== Task item ==
Reproduce all of the entries character for character, while leaving out any pictures they contain.

[Recorded data]

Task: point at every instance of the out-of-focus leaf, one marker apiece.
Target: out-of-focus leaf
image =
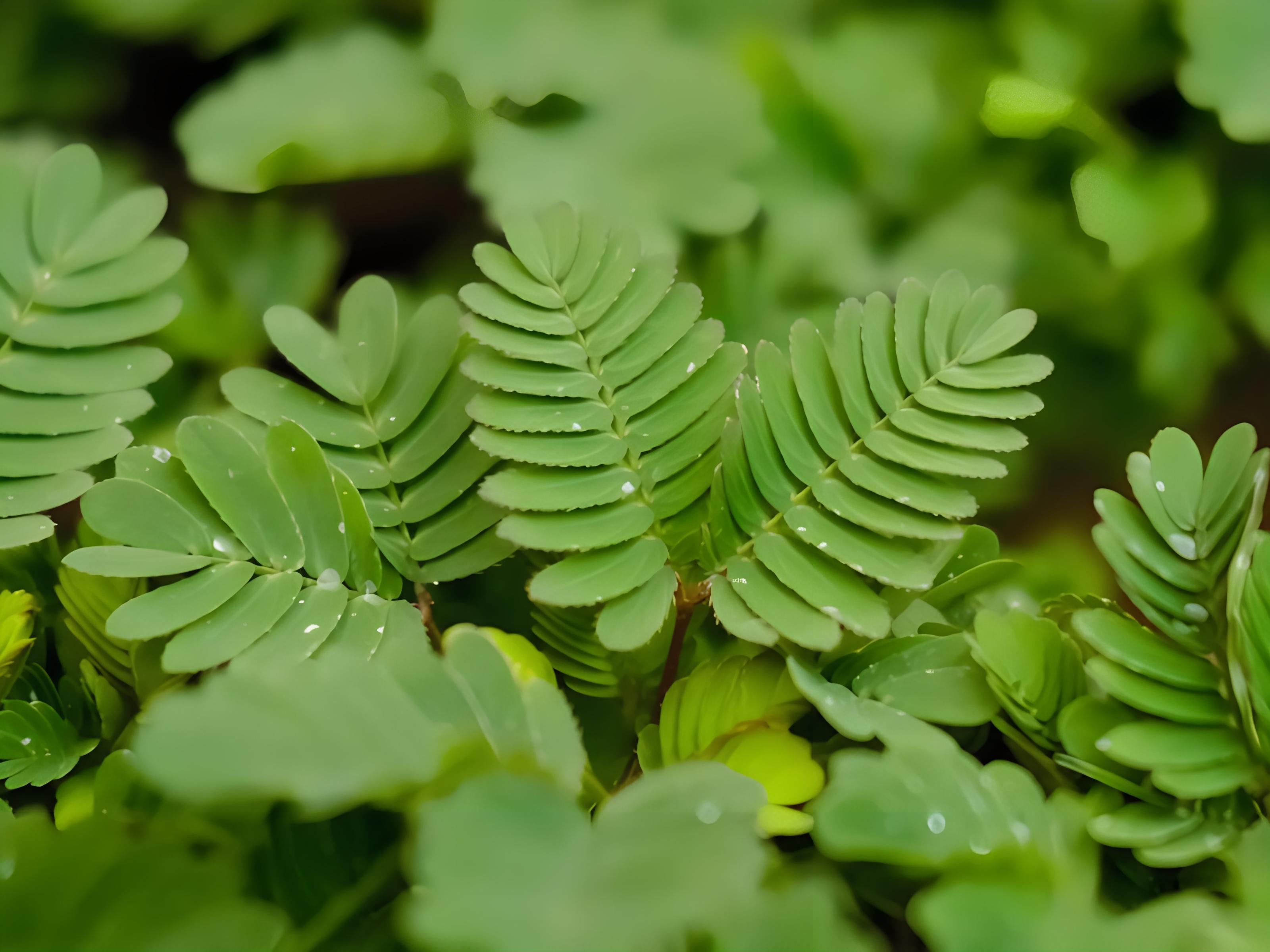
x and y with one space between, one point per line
660 150
342 730
508 864
100 888
243 262
1143 209
217 26
347 106
1227 67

== Task output ==
Task: point at every instance of the out-of-focus leaf, one marker apiece.
Target: out-of-focus leaf
image =
x and y with one space between, one point per line
660 150
342 730
508 864
100 888
243 262
1143 209
217 26
347 106
1227 67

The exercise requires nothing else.